→ **TEXTE PROPOSÉ**:
++++++++++
Hashim Thaçi, l’ami aux mains sales
Ancien héros de L’UÇK, le président kosovar est accusé de crimes de guerre par la justice internationale
Mars 1999. La guerre en Bosnie est révolue, et laisse à l’europe le souvenir cuisant de sa léthargie, de ses longues tergiversations avant que les bombardiers de L’OTAN en août 1995 enfin ne brisent un siège qui restera le visage de la forfaiture européenne devant l’agresseur serbe. Mais voilà que quatre ans plus tard, en 1999 donc, l’effritement des Balkans provoque un nouveau séisme , au Kosovo cette fois, à son tour sous les coups de boutoir de la soldatesque serbe.
Un drame nouveau est en cours, dont le «casting» est très vite établi : la Serbie une fois encore est le prédateur, et le Kosovo le mouton entre ses crocs. Les médias dès lors prêtent une oreille complaisante à ceux qui appellent à la résistance – au Luxembourg aussi, où une diaspora albanophone se montre très active. Les «résistants» prennent la route, direction Pristina, après avoir cousu sur leurs bérets l’écusson de L’UÇK, l’armée de libération du Kosovo. Il faudra quelque temps pour comprendre que les moutons ne sont pas des enfants de choeur, et il faudra plus longtemps encore pour s’aviser que leur leader est loin d’être irréprochable.
Grand, fringant et ténébreux, Thaçi était un meneur à fort pouvoir de séduction, par la multiplicité sans doute de ses visages: c’était un homme qui savait s’adresser aux chancelleries, où il incarnait la raison, pour ne pas dire la modération face à la sanguinaire folie grand-serbe, mais cet homme qui portait beau à Strasbourg ou Bruxelles se retrouvait en uniforme dès son retour au Kosovo. Là il avait la main lourde, il éliminait sans pitié ses ennemis et pouvait se montrer cruel aussi face à de simples gêneurs. Car Thaçi évoluait au carrefour interlope de l’action politique, du combat armé et de la magouille mafieuse – il sera soupçonné d’avoir commandité l’élimination de rivaux trop bavards, tel Ilir Konushevci, tué en avril 1998 après avoir accusé Thaçi de tirer profit d’un trafic d’armes à destination de la guérilla, qui au demeurant aurait été financée par des trafics (cocaïne) organisés par le même Thaçi.
++++++++++
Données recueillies
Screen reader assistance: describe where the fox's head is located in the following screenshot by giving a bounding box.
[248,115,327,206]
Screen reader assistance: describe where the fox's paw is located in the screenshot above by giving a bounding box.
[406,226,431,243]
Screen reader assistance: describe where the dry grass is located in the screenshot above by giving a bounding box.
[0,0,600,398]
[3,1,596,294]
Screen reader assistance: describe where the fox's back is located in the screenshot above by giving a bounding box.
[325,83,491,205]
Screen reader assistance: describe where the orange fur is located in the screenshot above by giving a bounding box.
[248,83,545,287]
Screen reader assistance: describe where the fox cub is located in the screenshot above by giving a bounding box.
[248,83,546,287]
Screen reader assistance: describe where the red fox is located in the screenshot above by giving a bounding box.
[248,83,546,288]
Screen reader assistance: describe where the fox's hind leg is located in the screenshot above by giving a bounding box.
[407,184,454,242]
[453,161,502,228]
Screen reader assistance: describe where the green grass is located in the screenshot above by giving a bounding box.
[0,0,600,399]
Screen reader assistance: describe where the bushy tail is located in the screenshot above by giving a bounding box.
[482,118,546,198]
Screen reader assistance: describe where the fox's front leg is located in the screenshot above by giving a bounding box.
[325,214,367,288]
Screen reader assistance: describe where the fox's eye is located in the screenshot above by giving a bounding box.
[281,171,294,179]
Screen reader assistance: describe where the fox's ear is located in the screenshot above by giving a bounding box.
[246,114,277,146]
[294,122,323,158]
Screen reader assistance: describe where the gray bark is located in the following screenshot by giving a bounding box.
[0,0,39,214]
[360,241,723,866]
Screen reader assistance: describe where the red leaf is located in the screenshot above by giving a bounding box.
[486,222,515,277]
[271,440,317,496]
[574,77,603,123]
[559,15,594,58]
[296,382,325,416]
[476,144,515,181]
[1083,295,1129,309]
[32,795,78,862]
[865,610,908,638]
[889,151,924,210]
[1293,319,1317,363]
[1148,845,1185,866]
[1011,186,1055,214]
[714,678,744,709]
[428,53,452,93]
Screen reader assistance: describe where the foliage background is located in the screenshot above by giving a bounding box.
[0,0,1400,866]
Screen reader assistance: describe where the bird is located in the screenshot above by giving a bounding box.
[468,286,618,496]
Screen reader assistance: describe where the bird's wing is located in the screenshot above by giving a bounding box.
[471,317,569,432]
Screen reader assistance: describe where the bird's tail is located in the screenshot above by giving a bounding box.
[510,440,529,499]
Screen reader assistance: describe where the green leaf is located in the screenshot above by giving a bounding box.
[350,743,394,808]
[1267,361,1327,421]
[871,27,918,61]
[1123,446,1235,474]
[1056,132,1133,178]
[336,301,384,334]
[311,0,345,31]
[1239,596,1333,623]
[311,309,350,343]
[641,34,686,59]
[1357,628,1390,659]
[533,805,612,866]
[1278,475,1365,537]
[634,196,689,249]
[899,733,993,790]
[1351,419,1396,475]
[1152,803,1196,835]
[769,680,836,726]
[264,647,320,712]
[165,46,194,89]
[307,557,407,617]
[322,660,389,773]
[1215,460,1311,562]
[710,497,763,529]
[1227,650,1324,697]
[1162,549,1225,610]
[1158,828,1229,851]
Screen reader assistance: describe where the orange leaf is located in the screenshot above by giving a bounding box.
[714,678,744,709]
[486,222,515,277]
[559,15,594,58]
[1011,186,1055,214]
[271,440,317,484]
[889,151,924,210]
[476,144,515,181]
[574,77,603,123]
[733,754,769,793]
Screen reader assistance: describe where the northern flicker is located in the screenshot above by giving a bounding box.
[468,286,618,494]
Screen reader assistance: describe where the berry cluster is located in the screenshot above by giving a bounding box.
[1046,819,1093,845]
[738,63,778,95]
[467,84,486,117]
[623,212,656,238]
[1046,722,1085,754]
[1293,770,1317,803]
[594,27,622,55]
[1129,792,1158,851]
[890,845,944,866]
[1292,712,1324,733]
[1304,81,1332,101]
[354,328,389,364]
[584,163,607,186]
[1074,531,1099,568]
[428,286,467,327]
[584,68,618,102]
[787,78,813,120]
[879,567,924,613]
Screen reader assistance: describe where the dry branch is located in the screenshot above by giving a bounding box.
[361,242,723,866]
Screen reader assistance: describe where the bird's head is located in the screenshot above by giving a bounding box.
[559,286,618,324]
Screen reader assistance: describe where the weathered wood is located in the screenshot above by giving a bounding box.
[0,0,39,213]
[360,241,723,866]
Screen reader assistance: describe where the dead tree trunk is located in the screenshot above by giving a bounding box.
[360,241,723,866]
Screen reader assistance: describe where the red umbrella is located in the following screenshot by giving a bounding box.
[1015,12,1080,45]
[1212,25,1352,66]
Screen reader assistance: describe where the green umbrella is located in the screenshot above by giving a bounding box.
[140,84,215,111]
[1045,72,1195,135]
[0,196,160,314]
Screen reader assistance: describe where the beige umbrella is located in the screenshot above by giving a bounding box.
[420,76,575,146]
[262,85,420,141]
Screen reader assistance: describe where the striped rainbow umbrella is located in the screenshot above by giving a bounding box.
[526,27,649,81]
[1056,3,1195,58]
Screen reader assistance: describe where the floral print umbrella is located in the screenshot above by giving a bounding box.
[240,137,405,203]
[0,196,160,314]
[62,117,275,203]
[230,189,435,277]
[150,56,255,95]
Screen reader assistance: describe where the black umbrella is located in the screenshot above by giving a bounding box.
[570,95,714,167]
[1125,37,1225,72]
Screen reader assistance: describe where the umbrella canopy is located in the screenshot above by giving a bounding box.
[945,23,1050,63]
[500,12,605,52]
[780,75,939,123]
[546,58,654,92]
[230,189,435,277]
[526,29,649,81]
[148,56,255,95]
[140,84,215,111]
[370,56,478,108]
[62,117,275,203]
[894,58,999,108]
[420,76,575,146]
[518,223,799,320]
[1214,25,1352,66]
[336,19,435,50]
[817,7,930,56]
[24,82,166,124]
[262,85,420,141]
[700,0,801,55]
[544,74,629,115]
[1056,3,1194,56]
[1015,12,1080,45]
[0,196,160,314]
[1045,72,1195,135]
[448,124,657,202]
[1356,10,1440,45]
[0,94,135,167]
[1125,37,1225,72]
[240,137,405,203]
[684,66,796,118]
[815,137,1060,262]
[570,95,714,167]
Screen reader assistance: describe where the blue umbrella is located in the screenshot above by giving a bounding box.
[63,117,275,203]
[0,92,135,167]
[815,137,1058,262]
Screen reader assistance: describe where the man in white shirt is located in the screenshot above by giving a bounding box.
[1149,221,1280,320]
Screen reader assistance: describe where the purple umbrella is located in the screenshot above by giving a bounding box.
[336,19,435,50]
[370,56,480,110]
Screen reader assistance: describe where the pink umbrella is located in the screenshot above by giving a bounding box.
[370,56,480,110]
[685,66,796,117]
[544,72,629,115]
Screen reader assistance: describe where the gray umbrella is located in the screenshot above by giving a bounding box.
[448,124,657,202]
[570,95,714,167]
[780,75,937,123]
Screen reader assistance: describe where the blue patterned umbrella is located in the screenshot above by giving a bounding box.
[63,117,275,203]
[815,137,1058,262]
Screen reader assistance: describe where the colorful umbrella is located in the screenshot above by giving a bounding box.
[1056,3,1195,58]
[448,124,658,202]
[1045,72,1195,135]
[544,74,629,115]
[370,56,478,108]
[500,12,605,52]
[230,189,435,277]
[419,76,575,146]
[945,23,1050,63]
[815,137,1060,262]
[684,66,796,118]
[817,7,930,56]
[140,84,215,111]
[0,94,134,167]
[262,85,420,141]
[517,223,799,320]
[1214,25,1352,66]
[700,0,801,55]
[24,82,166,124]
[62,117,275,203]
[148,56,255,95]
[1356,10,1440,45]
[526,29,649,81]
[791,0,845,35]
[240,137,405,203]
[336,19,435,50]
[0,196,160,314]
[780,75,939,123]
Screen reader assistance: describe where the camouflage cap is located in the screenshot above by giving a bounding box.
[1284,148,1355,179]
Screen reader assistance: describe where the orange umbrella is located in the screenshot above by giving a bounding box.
++++++++++
→ **TÂCHES À RÉALISER**:
1) Recopiez fidèlement le passage du texte sur Hashim Thaçi qui commence par « Un drame nouveau » et se termine par « loin d’être irréprochable. ».
2) Relevez toutes les années mentionnées dans le texte sur Hashim Thaçi, en ne citant chacune qu'une seule fois.

→ **RÉPONSES ATTENDUES**:
1)
Un drame nouveau est en cours, dont le «casting» est très vite établi : la Serbie une fois encore est le prédateur, et le Kosovo le mouton entre ses crocs. Les médias dès lors prêtent une oreille complaisante à ceux qui appellent à la résistance – au Luxembourg aussi, où une diaspora albanophone se montre très active. Les «résistants» prennent la route, direction Pristina, après avoir cousu sur leurs bérets l’écusson de L’UÇK, l’armée de libération du Kosovo. Il faudra quelque temps pour comprendre que les moutons ne sont pas des enfants de choeur, et il faudra plus longtemps encore pour s’aviser que leur leader est loin d’être irréprochable.

2) 1995, 1998, 1999